** START **

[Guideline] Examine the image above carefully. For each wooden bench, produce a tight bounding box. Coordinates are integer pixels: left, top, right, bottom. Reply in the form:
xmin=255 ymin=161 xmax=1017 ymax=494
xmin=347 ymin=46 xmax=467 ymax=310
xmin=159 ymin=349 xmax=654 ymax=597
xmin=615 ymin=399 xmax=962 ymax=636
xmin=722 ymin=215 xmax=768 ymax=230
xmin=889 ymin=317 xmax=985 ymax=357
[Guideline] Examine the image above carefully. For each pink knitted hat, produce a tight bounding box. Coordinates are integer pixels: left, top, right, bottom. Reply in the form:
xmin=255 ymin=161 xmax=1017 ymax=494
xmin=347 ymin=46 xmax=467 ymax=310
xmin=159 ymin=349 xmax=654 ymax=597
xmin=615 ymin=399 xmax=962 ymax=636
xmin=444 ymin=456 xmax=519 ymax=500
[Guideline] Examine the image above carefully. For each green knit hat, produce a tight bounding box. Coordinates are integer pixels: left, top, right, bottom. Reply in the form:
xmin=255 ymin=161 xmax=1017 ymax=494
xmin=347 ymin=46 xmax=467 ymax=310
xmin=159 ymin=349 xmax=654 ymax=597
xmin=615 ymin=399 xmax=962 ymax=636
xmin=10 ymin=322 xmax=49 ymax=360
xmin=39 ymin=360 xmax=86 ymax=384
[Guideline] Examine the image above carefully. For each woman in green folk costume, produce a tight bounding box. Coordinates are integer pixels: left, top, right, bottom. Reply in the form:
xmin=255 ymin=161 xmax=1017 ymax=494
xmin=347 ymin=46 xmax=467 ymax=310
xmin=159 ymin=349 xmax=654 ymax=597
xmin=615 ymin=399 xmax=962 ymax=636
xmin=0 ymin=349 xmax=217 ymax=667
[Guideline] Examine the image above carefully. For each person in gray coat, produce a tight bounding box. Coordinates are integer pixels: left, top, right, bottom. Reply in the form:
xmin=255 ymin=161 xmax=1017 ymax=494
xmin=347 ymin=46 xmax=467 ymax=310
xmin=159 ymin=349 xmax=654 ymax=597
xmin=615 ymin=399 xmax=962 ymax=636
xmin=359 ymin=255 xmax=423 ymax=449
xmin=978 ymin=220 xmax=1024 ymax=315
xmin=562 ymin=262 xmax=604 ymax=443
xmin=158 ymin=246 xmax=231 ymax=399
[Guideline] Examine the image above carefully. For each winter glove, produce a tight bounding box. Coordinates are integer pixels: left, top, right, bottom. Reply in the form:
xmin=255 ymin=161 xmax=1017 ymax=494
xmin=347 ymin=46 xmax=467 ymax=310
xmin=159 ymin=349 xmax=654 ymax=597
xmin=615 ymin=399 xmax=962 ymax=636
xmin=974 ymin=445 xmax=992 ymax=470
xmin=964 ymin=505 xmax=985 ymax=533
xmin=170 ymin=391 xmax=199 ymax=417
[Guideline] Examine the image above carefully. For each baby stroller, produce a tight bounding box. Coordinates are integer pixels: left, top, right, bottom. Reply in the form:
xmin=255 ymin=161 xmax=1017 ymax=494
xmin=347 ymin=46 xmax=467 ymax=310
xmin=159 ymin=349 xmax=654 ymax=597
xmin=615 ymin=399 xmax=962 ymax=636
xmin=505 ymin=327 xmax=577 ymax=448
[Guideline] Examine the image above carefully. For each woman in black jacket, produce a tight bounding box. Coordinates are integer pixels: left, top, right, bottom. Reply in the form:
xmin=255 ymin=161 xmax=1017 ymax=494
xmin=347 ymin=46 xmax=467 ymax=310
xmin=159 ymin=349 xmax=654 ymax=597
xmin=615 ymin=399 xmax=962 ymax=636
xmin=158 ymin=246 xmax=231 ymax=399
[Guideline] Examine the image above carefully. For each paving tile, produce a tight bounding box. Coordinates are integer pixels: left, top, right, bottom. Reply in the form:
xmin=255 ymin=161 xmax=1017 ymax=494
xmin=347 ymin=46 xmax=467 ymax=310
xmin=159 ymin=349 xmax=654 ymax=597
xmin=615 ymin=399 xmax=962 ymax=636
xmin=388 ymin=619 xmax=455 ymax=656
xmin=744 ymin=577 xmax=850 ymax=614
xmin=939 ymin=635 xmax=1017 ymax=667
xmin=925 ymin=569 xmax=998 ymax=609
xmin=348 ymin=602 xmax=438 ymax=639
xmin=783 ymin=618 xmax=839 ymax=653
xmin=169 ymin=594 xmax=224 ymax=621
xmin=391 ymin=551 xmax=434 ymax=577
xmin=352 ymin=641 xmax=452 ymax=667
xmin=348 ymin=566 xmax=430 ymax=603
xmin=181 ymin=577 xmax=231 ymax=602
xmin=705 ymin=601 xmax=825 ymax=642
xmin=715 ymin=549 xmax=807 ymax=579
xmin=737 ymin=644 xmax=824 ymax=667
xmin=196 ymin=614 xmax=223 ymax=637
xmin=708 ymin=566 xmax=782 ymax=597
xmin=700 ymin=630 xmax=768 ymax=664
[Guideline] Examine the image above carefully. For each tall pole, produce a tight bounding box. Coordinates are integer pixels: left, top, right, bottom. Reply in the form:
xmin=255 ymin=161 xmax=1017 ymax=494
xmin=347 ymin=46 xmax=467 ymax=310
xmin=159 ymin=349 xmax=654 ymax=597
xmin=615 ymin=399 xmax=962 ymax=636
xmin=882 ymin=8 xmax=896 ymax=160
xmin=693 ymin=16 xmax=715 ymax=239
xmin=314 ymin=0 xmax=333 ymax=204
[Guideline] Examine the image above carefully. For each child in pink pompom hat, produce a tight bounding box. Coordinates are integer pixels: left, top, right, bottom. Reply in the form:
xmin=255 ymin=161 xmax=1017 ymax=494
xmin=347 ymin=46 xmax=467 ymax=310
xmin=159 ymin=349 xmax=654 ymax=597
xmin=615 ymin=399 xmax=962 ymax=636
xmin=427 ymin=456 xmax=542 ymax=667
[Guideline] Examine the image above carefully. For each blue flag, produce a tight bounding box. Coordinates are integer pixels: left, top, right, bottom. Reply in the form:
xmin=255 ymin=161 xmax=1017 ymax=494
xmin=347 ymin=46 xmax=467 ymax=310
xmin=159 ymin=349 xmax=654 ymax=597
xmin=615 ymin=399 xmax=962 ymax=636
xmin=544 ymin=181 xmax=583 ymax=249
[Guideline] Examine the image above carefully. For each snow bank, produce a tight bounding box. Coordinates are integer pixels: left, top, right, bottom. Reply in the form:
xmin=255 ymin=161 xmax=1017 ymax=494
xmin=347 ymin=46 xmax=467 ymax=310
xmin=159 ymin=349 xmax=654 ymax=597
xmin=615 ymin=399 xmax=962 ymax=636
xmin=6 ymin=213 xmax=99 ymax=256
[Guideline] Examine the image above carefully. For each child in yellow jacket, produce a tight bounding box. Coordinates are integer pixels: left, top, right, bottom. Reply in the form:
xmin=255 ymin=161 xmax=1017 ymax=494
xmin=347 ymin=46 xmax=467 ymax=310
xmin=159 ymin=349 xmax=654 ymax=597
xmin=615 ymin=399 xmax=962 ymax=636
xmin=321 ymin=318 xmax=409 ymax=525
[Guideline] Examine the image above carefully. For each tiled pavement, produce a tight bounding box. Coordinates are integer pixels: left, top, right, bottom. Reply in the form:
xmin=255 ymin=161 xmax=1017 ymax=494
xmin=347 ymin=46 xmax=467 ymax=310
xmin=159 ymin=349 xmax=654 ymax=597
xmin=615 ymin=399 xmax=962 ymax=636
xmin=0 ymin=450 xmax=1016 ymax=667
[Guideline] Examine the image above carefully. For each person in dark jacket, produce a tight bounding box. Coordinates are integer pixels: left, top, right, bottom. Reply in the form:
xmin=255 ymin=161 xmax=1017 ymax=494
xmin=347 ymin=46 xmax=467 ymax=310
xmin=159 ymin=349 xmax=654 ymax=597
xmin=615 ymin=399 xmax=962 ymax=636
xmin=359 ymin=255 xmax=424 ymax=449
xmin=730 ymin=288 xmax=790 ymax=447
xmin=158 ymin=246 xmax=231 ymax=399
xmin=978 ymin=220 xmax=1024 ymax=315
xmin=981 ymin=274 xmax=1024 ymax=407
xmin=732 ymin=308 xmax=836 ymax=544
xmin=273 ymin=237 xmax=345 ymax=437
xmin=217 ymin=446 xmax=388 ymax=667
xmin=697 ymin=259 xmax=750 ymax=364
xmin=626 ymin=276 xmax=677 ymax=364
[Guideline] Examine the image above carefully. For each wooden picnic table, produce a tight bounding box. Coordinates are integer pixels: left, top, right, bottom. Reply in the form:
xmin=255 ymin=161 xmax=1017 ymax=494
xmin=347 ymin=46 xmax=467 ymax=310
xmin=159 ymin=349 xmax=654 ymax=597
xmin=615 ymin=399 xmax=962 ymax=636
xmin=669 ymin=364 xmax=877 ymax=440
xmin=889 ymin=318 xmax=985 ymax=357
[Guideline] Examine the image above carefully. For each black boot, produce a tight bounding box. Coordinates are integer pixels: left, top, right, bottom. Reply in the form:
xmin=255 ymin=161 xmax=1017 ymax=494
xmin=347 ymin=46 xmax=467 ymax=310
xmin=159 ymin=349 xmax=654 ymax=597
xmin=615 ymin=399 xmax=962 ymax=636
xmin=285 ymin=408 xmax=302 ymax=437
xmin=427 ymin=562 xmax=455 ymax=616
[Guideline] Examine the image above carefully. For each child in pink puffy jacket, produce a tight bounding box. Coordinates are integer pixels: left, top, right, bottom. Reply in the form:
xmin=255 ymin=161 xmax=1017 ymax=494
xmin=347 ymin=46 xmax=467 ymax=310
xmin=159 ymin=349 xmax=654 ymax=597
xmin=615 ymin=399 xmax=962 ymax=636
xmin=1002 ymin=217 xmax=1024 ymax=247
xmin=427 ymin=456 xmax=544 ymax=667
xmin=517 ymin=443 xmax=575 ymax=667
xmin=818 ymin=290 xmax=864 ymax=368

** END **

*Exercise task:*
Copy out the stretch from the start of the lines through the line containing "xmin=0 ymin=349 xmax=217 ymax=667", shifting each bounding box given as an answer by adding 83 to all four of its coordinates. Leave every other number unchanged.

*Expected answer:*
[Guideline] Examine the image above carefully. For each wooden bench, produce a tight bounding box. Coordinates are integer pixels: left, top, right, bottom. Reply in the form:
xmin=255 ymin=161 xmax=1017 ymax=494
xmin=347 ymin=46 xmax=467 ymax=310
xmin=159 ymin=349 xmax=654 ymax=597
xmin=615 ymin=399 xmax=962 ymax=636
xmin=805 ymin=298 xmax=851 ymax=313
xmin=972 ymin=400 xmax=1068 ymax=440
[Guideline] Examine the image above carefully. For each pink knitted hat, produce a tight bounding box. Coordinates are integer pixels: left, top, right, bottom. Reply in the form:
xmin=255 ymin=161 xmax=1017 ymax=494
xmin=347 ymin=46 xmax=467 ymax=310
xmin=159 ymin=349 xmax=654 ymax=597
xmin=615 ymin=399 xmax=962 ymax=636
xmin=527 ymin=539 xmax=602 ymax=583
[Guideline] Examine the image above carefully. For each green knit hat, produce a tight bounding box. Coordinates are integer pixels: left, top, right, bottom. Reply in the form:
xmin=255 ymin=161 xmax=1017 ymax=494
xmin=347 ymin=46 xmax=467 ymax=310
xmin=159 ymin=349 xmax=654 ymax=597
xmin=615 ymin=399 xmax=962 ymax=636
xmin=93 ymin=405 xmax=132 ymax=443
xmin=122 ymin=443 xmax=169 ymax=467
[Guideline] Examine the image above carefully. For each woman in green folk costume, produce a tight bounding box. Coordinates are integer pixels: left, top, right, bottom. Reply in the form:
xmin=255 ymin=161 xmax=1017 ymax=494
xmin=347 ymin=46 xmax=467 ymax=310
xmin=159 ymin=349 xmax=654 ymax=597
xmin=615 ymin=399 xmax=962 ymax=636
xmin=83 ymin=432 xmax=300 ymax=750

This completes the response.